-------- Source records --------
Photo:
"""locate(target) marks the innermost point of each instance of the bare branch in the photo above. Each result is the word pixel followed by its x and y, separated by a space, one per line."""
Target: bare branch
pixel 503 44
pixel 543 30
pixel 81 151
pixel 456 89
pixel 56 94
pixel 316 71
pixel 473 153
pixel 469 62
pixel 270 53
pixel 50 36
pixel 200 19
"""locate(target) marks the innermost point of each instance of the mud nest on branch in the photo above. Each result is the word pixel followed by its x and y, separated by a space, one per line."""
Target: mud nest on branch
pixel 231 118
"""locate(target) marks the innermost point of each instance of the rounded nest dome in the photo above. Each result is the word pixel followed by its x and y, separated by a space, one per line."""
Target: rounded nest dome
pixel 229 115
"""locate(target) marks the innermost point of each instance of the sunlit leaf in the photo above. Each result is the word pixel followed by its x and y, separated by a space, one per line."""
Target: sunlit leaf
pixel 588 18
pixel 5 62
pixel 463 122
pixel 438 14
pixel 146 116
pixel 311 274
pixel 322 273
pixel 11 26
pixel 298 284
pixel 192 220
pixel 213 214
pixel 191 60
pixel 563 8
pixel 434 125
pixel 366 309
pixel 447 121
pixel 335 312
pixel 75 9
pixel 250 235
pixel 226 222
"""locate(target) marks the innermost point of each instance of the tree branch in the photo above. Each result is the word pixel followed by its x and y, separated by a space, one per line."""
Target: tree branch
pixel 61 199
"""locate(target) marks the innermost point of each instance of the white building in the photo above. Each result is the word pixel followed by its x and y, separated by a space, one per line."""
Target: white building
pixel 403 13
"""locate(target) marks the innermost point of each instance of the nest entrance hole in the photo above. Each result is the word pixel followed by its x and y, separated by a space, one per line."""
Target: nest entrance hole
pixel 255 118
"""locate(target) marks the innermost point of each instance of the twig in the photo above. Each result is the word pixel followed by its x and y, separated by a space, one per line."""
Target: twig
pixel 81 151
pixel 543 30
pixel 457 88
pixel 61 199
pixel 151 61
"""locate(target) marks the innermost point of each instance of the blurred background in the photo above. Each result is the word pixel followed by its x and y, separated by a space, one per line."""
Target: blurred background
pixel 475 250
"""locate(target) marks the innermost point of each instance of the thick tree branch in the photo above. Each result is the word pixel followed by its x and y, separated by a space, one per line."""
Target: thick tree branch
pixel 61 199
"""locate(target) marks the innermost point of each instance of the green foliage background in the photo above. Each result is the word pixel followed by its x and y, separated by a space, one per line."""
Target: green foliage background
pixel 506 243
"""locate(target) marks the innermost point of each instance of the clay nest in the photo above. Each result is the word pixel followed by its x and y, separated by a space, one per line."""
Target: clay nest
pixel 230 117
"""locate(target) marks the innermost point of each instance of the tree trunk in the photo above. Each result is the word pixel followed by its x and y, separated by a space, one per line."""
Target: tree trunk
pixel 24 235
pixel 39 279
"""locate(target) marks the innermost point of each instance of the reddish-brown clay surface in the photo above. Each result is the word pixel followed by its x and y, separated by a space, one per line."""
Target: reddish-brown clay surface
--------
-------- Source records --------
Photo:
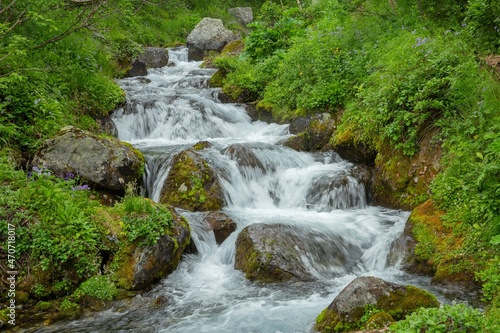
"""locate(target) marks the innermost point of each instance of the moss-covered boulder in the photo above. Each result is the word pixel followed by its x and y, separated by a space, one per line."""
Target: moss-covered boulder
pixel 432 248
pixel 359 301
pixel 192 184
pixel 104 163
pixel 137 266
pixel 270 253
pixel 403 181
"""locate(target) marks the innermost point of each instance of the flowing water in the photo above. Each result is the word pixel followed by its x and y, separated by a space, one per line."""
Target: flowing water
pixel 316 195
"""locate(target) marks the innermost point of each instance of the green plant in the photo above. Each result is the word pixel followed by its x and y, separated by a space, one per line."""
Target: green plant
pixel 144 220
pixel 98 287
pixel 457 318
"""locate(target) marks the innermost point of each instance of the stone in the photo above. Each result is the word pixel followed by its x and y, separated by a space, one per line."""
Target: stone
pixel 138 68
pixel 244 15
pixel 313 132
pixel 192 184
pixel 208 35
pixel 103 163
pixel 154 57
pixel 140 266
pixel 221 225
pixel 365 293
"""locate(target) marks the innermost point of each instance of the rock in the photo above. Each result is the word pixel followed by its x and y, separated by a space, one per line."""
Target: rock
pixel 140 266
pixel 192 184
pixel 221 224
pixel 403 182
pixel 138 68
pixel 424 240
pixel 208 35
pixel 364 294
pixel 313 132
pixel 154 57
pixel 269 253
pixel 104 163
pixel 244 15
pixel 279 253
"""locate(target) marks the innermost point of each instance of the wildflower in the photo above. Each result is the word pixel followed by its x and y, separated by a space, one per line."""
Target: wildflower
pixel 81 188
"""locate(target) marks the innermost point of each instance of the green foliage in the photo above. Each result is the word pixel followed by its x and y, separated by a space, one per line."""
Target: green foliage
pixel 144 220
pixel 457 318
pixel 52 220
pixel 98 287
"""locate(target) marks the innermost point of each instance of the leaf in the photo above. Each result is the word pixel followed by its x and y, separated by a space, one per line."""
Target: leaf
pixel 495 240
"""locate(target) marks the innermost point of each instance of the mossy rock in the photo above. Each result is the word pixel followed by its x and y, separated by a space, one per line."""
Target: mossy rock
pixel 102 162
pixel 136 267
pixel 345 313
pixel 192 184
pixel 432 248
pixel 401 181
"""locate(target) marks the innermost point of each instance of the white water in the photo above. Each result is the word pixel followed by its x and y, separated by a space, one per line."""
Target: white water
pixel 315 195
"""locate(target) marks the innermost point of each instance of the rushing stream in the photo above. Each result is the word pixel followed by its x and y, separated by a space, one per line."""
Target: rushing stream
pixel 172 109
--------
**Task statement:** Scan the material for the string "reddish". Copy each line where it appears.

**Response to this exercise:**
"""locate(target) marks the innermost point of each instance of the reddish-brown clay surface in the photo above. Each result is the word pixel followed by its x and y, separated by a space, one per line."""
Target: reddish-brown clay surface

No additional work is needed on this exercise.